The bulk of the public funding would come from $180 million in transferable tax credits from the state and $120 million in county bonds, which can vary based on interest rate returns. Clark County also would contribute $25 million in credit toward infrastructure costs.

The A’s have been looking for a home to replace Oakland Coliseum, where the team has played since arriving from Kansas City for the 1968 season. The team had sought to build a stadium in Fremont, San Jose and finally the Oakland waterfront, all ideas that never materialized.

The plan in the Nevada Legislature won’t directly raise taxes. It can move forward with a simply majority vote in the Senate and Assembly. Lawmakers have a little more than a week to consider the proposal before they adjourn June 5, though it could be voted on if a special session is called.

The Athletics have agreed to use land on the southern end of the Las Vegas Strip, where the Tropicana Las Vegas casino resort sits. Oakland Mayor Sheng Thao has said he is disappointed the team didn’t negotiate with Oakland as a “true partner.”

Las Vegas would be the fourth home for a franchise that started as the Philadelphia Athletics from 1901-54. It would become the smallest TV market in Major League Baseball and the smallest market to be home to three major professional sports franchises.

The team and Las Vegas are hoping to draw from the nearly 40 million tourists who visit the city annually to help fill the stadium. The 30,000-seat capacity would make it the smallest MLB stadium.

MLB Commissioner Rob Manfred said a vote on the Oakland Athletics’ prospective move to Las Vegas could take place when owners meet June 13-15 in New York.

The plan faces an uncertain path in the Nevada Legislature. Democratic leaders said financing bills, including for the A’s, may not go through if Republican Gov. Joe Lombardo vetoes the five budget bills, which he has threatened to do as many of his priorities have stalled or faded in the Democratic-controlled Legislature.

Under the bill, the Clark County Board of Commissioners would create a homelessness prevention and assistance fund along the stadium’s area in coordination with MLB and the Nevada Resort Association. There, they would manage funds for services, including emergency rental and utility assistance, job training, rehabilitation and counseling services for people experiencing or at risk of homelessness.

The lease agreement with the Las Vegas Stadium Authority would be up for renewal after 30 years.

Nevada’s legislative leadership is reviewing the proposal, Democratic state Assembly Speaker Steve Yeager said in a statement.

“No commitment will be made until we have both evaluated the official proposal and received input from interested parties, including impacted community members,” Yeager said.

* Supplied data
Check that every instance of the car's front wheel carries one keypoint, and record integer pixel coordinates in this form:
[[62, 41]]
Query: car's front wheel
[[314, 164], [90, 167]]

* Jobs
• A. From the article on the Athletics' stadium plan, copy the stretch from "The bulk of" through "session is called." word for word.
• B. Using the article on the Athletics' stadium plan, explain in one to three sentences why the financing bills, including the one for the A's, might not go through.

* Task-by-task solutions
• A.
The bulk of the public funding would come from $180 million in transferable tax credits from the state and $120 million in county bonds, which can vary based on interest rate returns. Clark County also would contribute $25 million in credit toward infrastructure costs.

The A’s have been looking for a home to replace Oakland Coliseum, where the team has played since arriving from Kansas City for the 1968 season. The team had sought to build a stadium in Fremont, San Jose and finally the Oakland waterfront, all ideas that never materialized.

The plan in the Nevada Legislature won’t directly raise taxes. It can move forward with a simply majority vote in the Senate and Assembly. Lawmakers have a little more than a week to consider the proposal before they adjourn June 5, though it could be voted on if a special session is called.

• B. Democratic leaders said the financing bills may fail if Republican Gov. Joe Lombardo vetoes the five budget bills. He has threatened those vetoes because many of his priorities have stalled or faded in the Democratic-controlled Legislature.